Excerpted passage
+===+

For the past few years I've been arguing that the steroids controversy in baseball is about much more that the purity of sport- it touches the incredible transformations medical science will bring to biology. It is about our relationship to our bodies. We might go as far as to call it the next great imperialization, as we move "in."
Sports Illustrated has a story this week on Dr. Se-Jin Lee- a professor of molecular biology and genetics- who has isolated the genes regulating muscle generation. The slant of the story, of course, is how such procedures could further exacerbate problems with performance enhancement in professional sports; but this misses the larger point. From the article:
Lee is pushing the frontier of genetic research into muscle building because the same breakthroughs that could boost performance in sports might also bring about a medical revolution. Advances could not only mitigate the effects of diseases like muscular dystrophy but also give senior citizens back their strength--which, often, would amount to giving them back their lives.
Thanks to the Human Genome Project, someday all of us could carry our entire genetic blueprint on a microchip, which we'd present to doctors during medical treatments.
To be honest, I have mixed feelings about this article and the broader issue. Though I try to take care of my body (working out, Edy's slow-churned, etc.), I've never considered my body sanctimoniously. If it didn't work, and I could "replace" it, no problem. I've also always been sympathetic to Cipher from the Matrix- I'll take a nice, virtual existence over a shitty "real" world everyday of the week. No hesitation. Hey, its all virtual anyway.

+===+

Raw data
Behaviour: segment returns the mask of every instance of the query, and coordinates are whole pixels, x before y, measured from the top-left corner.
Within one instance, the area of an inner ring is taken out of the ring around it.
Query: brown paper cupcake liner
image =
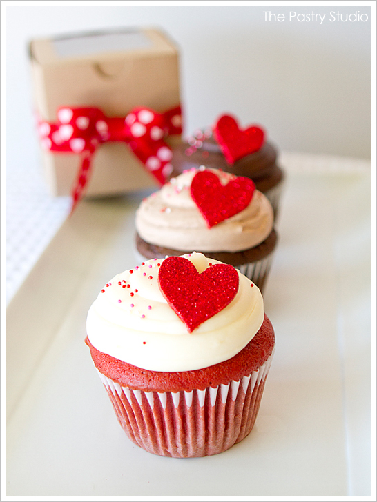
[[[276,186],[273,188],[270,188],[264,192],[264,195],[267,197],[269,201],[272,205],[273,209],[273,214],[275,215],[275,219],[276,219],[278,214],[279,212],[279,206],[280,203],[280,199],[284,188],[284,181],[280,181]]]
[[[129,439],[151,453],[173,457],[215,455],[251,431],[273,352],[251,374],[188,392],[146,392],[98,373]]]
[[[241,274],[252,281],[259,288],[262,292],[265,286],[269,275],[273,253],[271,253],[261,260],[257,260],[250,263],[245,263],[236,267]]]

+===+

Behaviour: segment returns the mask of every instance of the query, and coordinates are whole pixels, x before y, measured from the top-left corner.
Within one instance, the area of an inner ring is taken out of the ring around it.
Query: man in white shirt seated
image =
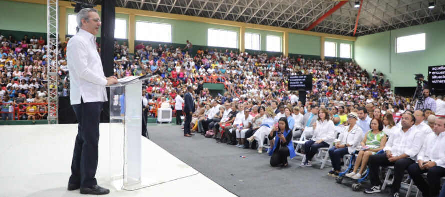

+===+

Activity
For each statement below, answer yes or no according to the post about steroids and muscle genetics, and quote the words from the post that decide it.
1. Dr. Se-Jin Lee is a professor of molecular biology and genetics.
2. The writer thinks the Sports Illustrated story's focus on performance enhancement in professional sports captures the larger point.
3. The writer has always been sympathetic to Cipher from the Matrix.

Solution below
1. Yes: "a professor of molecular biology and genetics"
2. No: "but this misses the larger point"
3. Yes: "I've also always been sympathetic to Cipher from the Matrix"